--- Source extract ---
So, his secondary motivation, though, was to sell off his inventions after he used them, and then "when everyone is special, no one is."

That's quite frankly one of the stupidest lines I've ever heard. Okay, yeah, when everyone can fly, being able to fly isn't unique, but it's still special. And damn useful. That's not really a villain motivation. For all that it'd overthrow the current status-quo, something most heroes don't do. Or maybe I'm just weird and reading too much into it.

Date: 2006-08-31 01:14 pm (UTC)
From: [identity profile] kail-panille.livejournal.com
Giving everybody superpowers would definitely be a bad thing. Kliebold and Harris with superpowers? Bad. Granted if everybody's super they're arguably better able to defend themselves, but that only goes so far. Not everybody has the talent or inclination to battle evil, even if they've got the power.

--- Set exercise ---
Extend the comment thread about the villain's plan to give everyone superpowers, starting right after its last sentence.

--- Extracted material ---
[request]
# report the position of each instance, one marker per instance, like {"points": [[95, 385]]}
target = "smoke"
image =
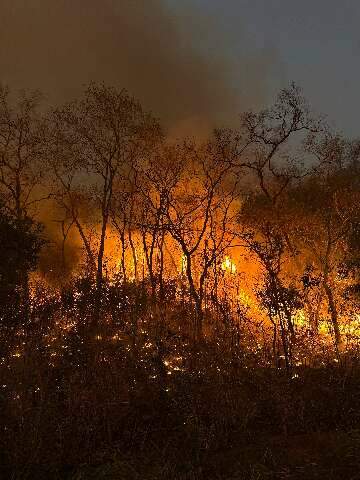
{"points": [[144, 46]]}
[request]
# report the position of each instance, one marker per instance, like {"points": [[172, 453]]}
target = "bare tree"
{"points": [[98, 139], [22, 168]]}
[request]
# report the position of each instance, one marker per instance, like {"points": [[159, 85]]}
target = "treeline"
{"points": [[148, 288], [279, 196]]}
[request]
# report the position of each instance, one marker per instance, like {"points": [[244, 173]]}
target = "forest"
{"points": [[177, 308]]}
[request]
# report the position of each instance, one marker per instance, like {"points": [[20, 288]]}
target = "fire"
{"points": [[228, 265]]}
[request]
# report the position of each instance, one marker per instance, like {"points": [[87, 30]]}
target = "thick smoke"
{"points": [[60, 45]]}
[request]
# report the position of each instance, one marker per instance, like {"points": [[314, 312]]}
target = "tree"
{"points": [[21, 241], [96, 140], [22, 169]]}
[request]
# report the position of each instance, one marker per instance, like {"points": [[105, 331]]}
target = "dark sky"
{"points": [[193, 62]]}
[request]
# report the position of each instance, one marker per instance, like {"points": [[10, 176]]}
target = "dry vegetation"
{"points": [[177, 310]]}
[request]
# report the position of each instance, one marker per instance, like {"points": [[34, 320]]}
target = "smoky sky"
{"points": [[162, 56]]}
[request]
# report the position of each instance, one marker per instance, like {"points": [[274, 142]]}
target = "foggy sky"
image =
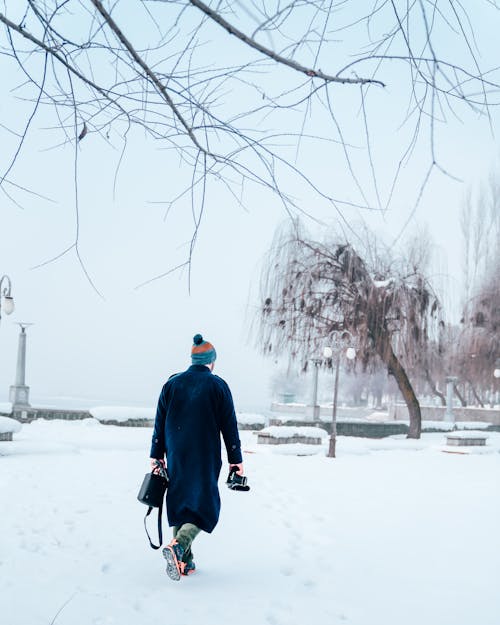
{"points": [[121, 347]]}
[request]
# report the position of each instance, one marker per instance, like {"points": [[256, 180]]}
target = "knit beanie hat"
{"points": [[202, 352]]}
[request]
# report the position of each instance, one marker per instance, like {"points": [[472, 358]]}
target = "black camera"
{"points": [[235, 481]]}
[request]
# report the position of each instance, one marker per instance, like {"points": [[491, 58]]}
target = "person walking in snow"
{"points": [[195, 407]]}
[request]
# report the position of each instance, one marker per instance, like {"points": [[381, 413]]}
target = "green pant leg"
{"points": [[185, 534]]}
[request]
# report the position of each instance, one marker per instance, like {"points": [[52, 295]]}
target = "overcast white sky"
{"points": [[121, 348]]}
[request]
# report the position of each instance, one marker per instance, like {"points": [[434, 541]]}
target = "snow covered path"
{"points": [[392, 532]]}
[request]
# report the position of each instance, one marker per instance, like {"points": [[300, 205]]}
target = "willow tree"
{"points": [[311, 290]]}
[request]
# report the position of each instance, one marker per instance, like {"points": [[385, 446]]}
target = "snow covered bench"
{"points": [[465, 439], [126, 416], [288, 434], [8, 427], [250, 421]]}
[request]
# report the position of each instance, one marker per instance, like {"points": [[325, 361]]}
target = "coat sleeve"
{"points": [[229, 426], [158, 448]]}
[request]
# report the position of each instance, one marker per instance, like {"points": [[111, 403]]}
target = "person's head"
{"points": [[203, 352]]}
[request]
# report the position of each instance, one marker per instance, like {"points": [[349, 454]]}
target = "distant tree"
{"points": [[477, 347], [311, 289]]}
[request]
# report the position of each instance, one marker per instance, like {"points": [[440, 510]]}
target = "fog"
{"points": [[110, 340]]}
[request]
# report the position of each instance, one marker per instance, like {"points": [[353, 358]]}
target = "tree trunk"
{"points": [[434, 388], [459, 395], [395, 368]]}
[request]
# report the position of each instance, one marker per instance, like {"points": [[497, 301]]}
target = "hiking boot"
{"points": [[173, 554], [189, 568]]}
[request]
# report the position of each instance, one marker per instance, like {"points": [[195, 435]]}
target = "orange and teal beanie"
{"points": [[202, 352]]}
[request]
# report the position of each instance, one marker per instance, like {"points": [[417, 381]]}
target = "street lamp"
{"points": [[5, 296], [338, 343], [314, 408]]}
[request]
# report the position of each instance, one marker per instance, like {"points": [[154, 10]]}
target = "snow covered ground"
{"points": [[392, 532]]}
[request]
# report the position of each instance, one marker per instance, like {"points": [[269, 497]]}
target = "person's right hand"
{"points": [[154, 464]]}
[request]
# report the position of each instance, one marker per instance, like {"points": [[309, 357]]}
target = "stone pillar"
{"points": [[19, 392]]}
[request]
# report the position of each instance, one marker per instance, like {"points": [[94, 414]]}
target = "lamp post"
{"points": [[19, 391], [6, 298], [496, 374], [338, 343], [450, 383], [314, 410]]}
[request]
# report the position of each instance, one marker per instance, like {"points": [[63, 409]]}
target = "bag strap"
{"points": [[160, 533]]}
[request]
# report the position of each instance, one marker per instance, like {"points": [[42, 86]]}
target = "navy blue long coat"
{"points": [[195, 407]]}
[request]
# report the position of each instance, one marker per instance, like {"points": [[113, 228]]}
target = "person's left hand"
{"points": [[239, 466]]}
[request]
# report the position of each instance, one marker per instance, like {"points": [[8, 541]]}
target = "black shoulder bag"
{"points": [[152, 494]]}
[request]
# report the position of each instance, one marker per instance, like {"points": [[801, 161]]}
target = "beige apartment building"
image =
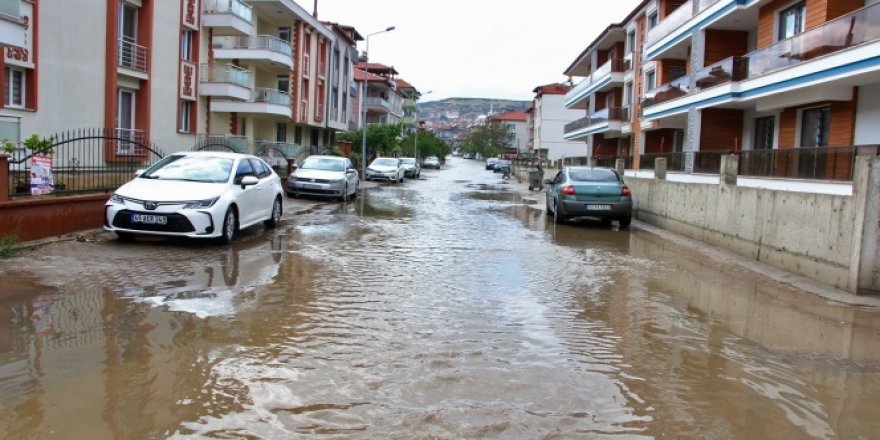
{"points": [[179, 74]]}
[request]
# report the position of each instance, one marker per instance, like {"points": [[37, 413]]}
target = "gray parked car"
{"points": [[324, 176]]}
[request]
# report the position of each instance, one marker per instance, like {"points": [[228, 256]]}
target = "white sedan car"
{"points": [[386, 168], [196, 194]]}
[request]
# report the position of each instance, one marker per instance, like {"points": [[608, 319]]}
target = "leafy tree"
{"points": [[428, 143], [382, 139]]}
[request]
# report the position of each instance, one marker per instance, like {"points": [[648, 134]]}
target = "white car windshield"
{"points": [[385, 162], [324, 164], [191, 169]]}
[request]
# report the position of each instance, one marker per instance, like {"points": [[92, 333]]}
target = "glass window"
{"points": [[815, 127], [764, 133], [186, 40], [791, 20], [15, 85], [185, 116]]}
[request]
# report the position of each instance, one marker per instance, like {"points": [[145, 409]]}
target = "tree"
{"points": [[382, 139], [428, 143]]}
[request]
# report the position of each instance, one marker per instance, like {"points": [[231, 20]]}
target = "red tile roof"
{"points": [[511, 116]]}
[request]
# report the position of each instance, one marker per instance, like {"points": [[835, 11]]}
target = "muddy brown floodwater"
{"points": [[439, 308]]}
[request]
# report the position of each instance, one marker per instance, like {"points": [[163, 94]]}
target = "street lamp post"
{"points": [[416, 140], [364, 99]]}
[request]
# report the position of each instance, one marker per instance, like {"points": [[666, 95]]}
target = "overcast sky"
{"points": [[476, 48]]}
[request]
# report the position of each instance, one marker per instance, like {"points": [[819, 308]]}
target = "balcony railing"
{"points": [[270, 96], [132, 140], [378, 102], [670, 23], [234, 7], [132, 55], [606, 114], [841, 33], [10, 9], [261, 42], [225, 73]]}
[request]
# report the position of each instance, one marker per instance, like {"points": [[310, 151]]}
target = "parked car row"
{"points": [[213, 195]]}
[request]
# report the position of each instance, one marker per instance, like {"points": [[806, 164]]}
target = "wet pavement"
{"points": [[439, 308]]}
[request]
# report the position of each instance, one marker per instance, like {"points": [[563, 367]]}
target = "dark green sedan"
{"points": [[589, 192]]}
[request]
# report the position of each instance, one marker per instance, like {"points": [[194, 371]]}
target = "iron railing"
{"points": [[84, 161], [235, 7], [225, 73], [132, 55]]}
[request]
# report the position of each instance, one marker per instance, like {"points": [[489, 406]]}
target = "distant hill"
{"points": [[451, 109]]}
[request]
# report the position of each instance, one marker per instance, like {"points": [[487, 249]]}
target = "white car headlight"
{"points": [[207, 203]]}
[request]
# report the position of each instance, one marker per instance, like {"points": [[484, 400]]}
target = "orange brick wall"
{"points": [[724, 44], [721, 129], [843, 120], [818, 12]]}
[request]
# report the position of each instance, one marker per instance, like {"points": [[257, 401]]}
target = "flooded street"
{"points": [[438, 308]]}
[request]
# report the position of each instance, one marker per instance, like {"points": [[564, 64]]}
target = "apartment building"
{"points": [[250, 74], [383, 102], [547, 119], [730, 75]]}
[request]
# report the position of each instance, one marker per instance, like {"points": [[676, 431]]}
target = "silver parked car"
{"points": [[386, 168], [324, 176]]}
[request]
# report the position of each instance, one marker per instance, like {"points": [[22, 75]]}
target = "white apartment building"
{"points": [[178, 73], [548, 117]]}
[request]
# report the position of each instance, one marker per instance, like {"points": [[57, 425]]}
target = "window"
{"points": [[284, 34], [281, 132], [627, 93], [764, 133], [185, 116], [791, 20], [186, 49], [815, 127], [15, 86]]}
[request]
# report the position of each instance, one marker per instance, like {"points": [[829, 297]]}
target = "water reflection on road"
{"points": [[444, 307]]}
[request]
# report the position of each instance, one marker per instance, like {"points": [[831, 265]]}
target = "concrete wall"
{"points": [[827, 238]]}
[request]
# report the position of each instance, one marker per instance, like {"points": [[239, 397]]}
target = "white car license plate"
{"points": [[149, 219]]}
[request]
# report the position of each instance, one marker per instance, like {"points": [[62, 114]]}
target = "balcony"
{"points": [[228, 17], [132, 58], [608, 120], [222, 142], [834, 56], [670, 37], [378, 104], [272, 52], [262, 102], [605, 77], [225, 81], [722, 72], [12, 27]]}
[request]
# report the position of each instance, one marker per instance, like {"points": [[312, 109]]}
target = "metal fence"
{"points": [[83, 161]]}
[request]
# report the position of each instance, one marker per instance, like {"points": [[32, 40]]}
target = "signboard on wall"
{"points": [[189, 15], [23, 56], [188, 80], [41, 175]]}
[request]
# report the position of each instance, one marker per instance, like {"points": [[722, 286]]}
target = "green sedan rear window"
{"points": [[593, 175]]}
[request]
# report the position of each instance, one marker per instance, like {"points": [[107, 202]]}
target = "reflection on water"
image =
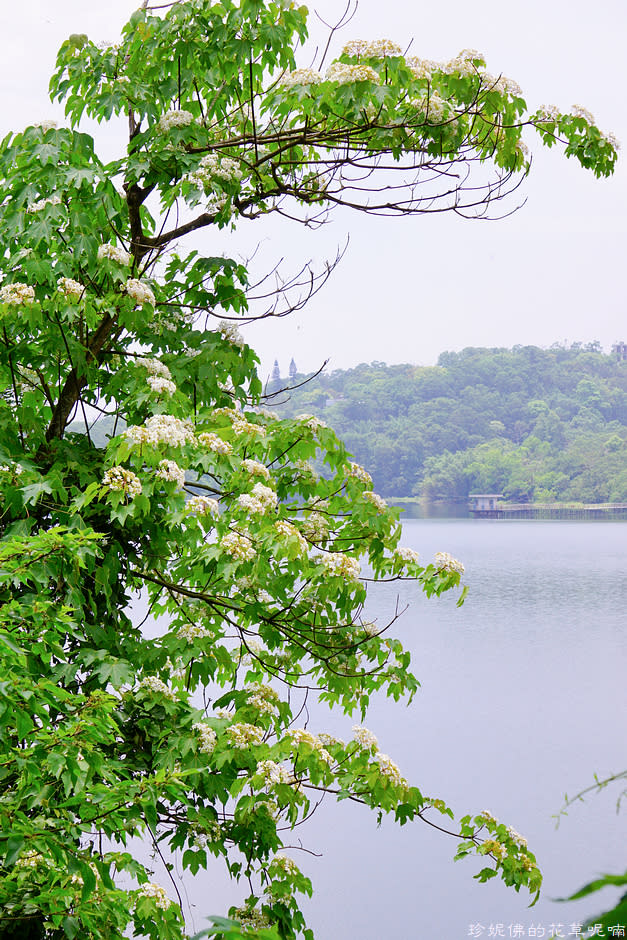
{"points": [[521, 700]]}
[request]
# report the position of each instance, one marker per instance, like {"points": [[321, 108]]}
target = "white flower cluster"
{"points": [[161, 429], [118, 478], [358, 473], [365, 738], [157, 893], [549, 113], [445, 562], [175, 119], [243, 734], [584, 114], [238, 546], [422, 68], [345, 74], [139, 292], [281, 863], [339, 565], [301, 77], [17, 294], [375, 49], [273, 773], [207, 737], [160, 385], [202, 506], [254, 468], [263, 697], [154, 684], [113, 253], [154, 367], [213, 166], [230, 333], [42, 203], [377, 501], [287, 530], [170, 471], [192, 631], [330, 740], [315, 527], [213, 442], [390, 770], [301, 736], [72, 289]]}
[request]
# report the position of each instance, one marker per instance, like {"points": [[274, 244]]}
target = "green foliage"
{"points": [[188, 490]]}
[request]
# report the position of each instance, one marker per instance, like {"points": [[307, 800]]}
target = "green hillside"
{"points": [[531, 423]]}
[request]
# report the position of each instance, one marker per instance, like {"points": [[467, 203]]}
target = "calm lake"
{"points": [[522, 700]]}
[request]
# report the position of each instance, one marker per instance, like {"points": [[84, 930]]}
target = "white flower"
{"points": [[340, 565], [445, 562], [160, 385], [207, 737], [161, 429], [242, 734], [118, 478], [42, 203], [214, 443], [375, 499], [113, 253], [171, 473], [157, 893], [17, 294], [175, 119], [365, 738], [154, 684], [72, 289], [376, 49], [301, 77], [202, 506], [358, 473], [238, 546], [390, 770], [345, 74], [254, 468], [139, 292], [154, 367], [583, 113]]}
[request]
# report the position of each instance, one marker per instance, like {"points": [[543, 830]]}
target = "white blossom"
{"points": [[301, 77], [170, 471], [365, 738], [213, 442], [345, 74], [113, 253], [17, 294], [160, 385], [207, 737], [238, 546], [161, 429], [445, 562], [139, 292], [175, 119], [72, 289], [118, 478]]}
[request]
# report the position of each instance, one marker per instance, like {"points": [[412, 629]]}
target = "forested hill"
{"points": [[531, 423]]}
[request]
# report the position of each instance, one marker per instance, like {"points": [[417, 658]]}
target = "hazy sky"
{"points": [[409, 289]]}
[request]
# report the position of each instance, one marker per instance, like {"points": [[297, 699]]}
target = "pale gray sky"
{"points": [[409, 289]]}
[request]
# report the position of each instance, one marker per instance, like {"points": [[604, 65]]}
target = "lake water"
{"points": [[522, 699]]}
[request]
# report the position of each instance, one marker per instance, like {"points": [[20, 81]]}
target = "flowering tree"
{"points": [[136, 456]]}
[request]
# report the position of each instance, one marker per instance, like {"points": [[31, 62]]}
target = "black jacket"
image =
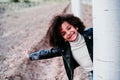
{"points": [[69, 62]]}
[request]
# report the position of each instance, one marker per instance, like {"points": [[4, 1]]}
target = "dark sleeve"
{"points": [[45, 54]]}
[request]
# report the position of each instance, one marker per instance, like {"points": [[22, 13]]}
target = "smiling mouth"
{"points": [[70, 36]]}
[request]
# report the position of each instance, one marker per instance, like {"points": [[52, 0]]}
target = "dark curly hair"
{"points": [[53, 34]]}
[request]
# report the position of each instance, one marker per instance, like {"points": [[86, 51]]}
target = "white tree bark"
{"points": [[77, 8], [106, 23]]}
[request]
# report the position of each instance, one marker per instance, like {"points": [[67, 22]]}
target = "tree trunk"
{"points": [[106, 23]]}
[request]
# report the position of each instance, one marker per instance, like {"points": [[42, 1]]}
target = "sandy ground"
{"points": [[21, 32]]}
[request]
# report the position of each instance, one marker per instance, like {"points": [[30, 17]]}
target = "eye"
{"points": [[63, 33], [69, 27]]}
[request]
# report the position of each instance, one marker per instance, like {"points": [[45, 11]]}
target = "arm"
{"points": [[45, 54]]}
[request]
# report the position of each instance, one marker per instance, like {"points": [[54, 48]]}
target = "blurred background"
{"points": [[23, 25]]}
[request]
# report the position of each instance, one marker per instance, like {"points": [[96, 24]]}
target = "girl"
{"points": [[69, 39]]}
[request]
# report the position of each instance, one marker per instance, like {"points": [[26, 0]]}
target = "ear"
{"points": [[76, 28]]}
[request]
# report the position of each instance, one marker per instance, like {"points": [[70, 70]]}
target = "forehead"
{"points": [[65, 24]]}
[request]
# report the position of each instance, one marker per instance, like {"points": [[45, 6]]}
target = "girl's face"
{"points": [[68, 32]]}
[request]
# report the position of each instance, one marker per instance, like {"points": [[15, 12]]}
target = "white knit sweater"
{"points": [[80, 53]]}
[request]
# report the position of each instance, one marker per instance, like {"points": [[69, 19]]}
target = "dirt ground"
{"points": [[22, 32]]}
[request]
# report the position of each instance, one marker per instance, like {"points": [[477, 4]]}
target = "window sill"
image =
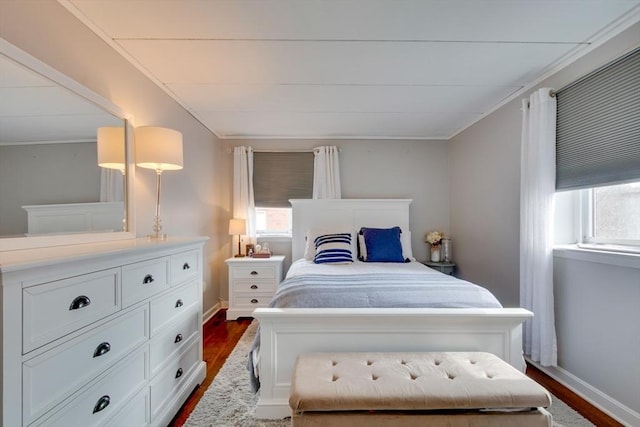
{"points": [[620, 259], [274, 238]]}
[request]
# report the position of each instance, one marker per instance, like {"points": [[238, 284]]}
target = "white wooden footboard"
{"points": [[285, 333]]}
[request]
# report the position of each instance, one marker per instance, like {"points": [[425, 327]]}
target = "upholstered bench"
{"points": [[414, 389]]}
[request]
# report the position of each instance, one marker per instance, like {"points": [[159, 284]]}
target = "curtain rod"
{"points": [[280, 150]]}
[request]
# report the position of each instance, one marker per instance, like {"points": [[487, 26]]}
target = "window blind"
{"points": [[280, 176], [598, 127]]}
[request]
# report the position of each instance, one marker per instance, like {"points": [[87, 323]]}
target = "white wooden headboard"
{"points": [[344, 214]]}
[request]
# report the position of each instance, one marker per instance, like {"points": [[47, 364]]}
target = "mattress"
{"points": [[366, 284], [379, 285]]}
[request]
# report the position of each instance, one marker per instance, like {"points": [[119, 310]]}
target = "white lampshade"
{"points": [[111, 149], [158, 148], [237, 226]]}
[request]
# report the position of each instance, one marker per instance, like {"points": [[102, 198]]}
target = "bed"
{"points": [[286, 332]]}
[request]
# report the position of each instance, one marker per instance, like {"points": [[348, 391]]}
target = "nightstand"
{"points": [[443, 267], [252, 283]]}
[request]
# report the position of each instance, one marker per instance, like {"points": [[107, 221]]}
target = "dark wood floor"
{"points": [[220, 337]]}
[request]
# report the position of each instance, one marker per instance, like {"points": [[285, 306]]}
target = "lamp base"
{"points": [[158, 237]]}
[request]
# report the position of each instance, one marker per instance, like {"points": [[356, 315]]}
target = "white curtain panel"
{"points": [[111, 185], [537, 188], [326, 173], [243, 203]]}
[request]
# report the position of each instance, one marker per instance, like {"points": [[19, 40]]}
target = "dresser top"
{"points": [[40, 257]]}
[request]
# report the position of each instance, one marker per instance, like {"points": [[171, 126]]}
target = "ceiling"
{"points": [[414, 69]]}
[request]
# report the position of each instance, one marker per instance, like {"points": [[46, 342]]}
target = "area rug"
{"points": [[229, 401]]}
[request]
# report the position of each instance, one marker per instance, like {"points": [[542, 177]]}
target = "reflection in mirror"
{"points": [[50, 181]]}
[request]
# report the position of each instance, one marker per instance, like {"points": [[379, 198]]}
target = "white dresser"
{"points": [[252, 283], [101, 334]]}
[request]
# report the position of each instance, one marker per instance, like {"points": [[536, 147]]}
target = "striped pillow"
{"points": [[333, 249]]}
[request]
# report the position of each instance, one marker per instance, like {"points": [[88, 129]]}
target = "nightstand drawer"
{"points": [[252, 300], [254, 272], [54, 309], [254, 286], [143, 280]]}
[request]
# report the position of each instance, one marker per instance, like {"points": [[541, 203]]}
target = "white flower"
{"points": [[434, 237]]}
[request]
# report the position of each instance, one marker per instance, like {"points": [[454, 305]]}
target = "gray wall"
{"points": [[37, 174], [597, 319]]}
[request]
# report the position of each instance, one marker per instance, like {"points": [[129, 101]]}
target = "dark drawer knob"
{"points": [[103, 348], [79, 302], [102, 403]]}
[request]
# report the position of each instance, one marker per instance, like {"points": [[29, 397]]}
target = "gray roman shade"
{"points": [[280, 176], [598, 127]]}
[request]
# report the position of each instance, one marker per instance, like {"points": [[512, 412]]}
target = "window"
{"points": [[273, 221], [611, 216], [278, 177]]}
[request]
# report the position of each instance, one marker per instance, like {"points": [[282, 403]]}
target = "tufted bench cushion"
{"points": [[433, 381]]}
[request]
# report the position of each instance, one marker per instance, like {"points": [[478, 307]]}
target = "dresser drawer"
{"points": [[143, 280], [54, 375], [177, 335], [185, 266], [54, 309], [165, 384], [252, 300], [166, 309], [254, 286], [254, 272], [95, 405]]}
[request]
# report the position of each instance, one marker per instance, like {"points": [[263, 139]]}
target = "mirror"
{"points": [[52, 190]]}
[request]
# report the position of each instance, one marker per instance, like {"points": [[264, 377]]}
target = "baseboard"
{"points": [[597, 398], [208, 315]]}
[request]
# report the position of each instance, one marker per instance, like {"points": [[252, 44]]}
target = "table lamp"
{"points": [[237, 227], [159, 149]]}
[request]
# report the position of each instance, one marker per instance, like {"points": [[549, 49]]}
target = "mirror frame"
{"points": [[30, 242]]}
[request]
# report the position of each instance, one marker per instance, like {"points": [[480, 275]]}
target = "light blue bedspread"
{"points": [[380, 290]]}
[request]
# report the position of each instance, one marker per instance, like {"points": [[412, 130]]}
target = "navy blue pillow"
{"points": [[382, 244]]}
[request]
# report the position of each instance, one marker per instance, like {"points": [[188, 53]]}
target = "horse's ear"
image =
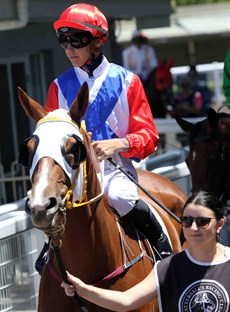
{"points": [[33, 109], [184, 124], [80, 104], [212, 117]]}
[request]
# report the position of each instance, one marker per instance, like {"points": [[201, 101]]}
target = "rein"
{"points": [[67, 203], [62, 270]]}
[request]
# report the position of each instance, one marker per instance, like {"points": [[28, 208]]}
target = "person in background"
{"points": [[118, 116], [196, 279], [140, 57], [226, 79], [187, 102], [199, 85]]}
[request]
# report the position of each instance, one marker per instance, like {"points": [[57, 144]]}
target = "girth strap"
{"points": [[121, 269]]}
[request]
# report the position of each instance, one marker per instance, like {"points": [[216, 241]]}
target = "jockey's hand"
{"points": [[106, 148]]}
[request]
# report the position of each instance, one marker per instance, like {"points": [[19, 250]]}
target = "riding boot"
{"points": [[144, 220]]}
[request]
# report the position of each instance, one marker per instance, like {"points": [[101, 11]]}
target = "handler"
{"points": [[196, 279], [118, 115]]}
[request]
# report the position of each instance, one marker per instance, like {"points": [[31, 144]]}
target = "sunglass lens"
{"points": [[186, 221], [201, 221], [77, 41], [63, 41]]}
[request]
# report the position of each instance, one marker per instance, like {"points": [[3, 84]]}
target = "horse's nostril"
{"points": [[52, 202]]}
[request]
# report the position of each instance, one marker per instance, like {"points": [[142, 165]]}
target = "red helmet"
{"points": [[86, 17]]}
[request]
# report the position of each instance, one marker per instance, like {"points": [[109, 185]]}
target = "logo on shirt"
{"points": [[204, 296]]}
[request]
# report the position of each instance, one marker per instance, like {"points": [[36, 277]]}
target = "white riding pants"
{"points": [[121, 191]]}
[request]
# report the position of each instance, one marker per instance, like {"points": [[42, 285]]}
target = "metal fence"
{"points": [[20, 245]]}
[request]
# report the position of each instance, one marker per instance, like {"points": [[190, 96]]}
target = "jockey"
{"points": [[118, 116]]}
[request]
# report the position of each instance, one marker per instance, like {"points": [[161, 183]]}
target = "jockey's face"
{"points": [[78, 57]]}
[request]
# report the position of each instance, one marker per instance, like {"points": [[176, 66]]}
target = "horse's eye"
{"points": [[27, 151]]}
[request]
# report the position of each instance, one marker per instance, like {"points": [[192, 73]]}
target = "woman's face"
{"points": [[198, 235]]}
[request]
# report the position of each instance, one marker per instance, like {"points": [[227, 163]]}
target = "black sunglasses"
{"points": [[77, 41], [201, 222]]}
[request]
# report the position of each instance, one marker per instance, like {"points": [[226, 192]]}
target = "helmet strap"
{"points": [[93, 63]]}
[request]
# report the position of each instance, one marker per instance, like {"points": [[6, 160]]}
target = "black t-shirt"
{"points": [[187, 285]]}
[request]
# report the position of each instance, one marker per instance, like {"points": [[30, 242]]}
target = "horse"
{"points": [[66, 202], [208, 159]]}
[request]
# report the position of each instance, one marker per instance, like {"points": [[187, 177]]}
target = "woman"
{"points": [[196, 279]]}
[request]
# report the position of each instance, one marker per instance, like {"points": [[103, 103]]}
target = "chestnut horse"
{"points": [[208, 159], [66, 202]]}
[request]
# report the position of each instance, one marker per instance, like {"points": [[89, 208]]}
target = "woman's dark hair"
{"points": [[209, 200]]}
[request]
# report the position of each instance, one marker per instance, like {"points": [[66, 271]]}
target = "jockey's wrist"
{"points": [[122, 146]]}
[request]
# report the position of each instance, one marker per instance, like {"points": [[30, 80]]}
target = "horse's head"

--- Result ---
But the point here that I haven't seen mentioned is that Syndrome wasn't giving away superpowers, and certainly wasn't giving them to everybody. He was planning to sell them.

In effect, he's talking about creating a new super-class, the wealthy. Whether that's just a side effect of his own greed or because he thinks that money is a good measure of a person's worth is, I think, open to question. But Syndrome probably does think that someone who worked hard and earned enough money to purchase powers has more right to them than someone who was just born with them by dumb cosmic chance.